PROVIDED MATERIAL
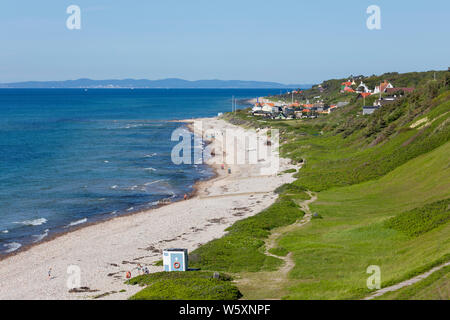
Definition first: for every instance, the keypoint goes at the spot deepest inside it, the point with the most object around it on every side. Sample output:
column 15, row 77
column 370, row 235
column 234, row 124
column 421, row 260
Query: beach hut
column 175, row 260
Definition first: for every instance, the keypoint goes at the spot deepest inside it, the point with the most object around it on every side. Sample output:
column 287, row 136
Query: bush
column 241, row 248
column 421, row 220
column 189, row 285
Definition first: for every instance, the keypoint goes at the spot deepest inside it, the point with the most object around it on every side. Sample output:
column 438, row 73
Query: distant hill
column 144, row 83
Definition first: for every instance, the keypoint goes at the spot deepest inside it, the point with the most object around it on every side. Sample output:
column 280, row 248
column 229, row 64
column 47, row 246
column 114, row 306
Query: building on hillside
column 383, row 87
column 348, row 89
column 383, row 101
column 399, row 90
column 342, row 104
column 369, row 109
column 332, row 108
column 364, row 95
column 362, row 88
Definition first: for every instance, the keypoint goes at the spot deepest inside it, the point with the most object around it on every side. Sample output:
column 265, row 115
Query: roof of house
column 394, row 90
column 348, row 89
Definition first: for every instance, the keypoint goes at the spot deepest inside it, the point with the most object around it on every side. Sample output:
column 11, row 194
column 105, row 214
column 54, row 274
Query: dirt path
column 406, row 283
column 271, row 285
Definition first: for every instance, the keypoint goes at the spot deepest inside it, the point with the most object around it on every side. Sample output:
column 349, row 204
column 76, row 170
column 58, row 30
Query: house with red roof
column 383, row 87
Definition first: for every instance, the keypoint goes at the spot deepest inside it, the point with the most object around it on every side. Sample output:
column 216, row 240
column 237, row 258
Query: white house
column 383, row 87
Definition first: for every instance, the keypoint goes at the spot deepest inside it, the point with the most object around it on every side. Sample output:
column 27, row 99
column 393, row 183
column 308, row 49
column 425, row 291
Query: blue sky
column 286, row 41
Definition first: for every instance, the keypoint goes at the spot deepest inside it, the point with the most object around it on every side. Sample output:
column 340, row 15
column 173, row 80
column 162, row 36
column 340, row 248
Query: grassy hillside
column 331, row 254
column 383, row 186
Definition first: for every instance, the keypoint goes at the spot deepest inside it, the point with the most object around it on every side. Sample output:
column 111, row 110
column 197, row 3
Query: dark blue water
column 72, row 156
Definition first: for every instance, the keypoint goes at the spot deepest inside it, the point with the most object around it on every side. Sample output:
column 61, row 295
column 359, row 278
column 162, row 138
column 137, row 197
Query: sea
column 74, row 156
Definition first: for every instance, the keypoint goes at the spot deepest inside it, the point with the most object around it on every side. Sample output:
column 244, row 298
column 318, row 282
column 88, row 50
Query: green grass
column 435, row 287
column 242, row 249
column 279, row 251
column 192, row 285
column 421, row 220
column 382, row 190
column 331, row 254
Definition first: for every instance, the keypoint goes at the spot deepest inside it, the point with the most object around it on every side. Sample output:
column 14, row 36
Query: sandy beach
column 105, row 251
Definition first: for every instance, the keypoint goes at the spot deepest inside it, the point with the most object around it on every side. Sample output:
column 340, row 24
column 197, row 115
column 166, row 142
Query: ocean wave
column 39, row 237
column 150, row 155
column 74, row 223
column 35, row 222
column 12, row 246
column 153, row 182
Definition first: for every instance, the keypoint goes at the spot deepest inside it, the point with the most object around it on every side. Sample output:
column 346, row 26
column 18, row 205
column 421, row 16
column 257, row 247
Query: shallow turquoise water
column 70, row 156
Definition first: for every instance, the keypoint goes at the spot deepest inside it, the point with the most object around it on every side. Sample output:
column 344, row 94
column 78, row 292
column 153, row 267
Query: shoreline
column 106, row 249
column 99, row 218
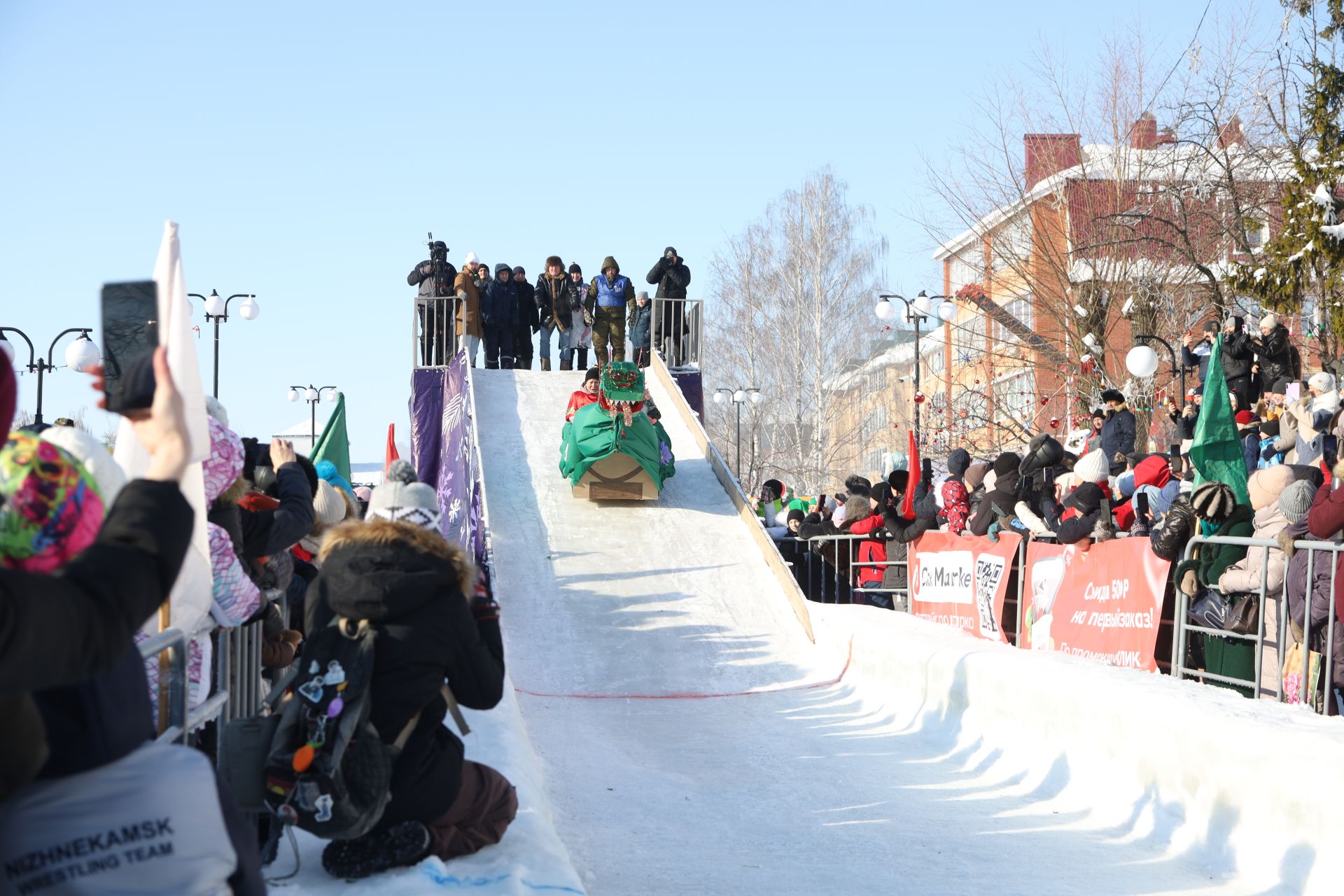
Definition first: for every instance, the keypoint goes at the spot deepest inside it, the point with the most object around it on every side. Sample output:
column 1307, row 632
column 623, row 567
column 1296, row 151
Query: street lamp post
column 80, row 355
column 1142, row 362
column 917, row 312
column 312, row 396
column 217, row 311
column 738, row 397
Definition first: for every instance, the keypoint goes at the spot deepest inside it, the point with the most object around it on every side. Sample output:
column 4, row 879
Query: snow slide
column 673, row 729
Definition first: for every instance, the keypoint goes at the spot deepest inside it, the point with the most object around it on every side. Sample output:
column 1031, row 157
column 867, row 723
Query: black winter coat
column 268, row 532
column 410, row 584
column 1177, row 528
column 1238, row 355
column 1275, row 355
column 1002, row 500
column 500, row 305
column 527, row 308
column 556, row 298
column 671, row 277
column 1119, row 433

EXERCISE
Drop the images and quote the entries word for word.

EXERCISE RESPONSE
Definition first: for every instance, the keypoint goes at the spot deepest inside it, the point with the most object around it on every side. Sample output:
column 15, row 77
column 370, row 235
column 234, row 124
column 421, row 260
Query: beach hut
column 175, row 260
Definition first: for every instance, the keypoint goes at the spot deepest inside it, the point with the most object around it on every side. Sample output:
column 287, row 136
Query: bush
column 241, row 248
column 421, row 220
column 189, row 285
Definition first: for every instance, the keypoint goes at the spot deepest inside it, the point with the most object around it on every side. Sample output:
column 438, row 73
Query: distant hill
column 144, row 83
Definition first: for every instance, the keypoint goes at the spot deepest inside it, the point with the most object around it on every side. Sample output:
column 280, row 248
column 229, row 64
column 47, row 246
column 114, row 306
Query: building on hillside
column 383, row 87
column 348, row 89
column 383, row 101
column 399, row 90
column 342, row 104
column 369, row 109
column 332, row 108
column 364, row 95
column 362, row 88
Definition first: for every instance, the keypoint goes at the spot deepest inside it, the point with the most object around it on every side. Sample output:
column 265, row 115
Query: roof of house
column 394, row 90
column 348, row 89
Definition first: for every instance, the keypoint goes at the spot deepest inside it, the point with the most object around it on every side. Sample output:
column 11, row 194
column 105, row 214
column 54, row 274
Query: dirt path
column 406, row 283
column 271, row 285
Definition first: for every instance, the keypoint goes at the spot deepest inside it, the point with the most object around it on every side. Sample output:
column 349, row 204
column 76, row 170
column 58, row 30
Query: house with red roof
column 383, row 87
Definition first: for every instance, the keypoint goes at the spot deepest inside it, the point with the most object around it on every side. Sample output:
column 216, row 240
column 237, row 258
Query: white house
column 383, row 87
Definition first: for every instance, the keypoint goes at the spot deepest inside it, the point with the most object around it on every side. Sample output:
column 27, row 99
column 393, row 183
column 308, row 49
column 425, row 291
Query: blue sky
column 286, row 41
Definition first: for every instance, the keypoint goes at the spot deepest inside it, the point with the most object around it on every side. Sample output:
column 340, row 15
column 173, row 80
column 162, row 36
column 340, row 248
Query: grassy hillside
column 331, row 254
column 383, row 186
Definition first: for every instance, the keypoint goes at the spot deepest inside it, the point with the most object around it on every side. Sample output:
column 111, row 110
column 197, row 3
Query: dark blue water
column 72, row 156
Definition first: for every instance, the keypoint goes at the spot deepest inside it, the point with the most object around it on every side. Sample output:
column 61, row 295
column 359, row 278
column 162, row 138
column 137, row 197
Query: sea
column 74, row 156
Definition first: for every instance, the keypoint goes at the spot deepest inside it, the point with the most object around it on every side. Sample output:
column 244, row 298
column 318, row 282
column 88, row 50
Query: green grass
column 435, row 287
column 242, row 249
column 279, row 251
column 192, row 285
column 421, row 220
column 382, row 190
column 331, row 254
Definition first: for every instance, the keypoint goes at the spot deepest inside it, the point with the most object around it on every side. Sample output:
column 14, row 36
Query: sandy beach
column 105, row 251
Definition first: for every instance, the keypoint goes at the spot deepest inside it, the point with the most object around it on every side. Sample output:
column 340, row 24
column 197, row 115
column 166, row 142
Query: ocean wave
column 39, row 237
column 150, row 155
column 74, row 223
column 35, row 222
column 12, row 246
column 153, row 182
Definition first: for every instance, the keypoint goes at the spot deepest inside it, the point with the most object around it on every side. Sample output:
column 346, row 26
column 18, row 205
column 421, row 16
column 257, row 247
Query: shallow turquoise water
column 70, row 156
Definition first: for every instance, the keypoint goes at the spot deepest inside it, the point with the most object around it on every side. Sample output:
column 344, row 94
column 78, row 292
column 153, row 267
Query: shoreline
column 106, row 249
column 99, row 218
Definition first: for every instance, the keypoint goes at the spot deepest inside it, the point with the most object around it on every side. Sample output:
column 1307, row 632
column 623, row 567
column 1296, row 151
Query: street lamp post
column 80, row 355
column 1142, row 362
column 917, row 312
column 312, row 396
column 217, row 311
column 738, row 397
Definition first: for every instance, the keypoint goes at the spot deepest inside it, the point with the most object around it on every side. Sample output:
column 4, row 879
Query: snow slide
column 673, row 729
Definition first: for every instance, the keypoint goes at the spot deepest inside it, the point with the most object around it on every side. Sample output:
column 1031, row 157
column 867, row 723
Query: black winter coat
column 268, row 532
column 410, row 584
column 1177, row 528
column 1238, row 355
column 1275, row 355
column 1002, row 500
column 500, row 305
column 527, row 308
column 556, row 298
column 671, row 277
column 1119, row 433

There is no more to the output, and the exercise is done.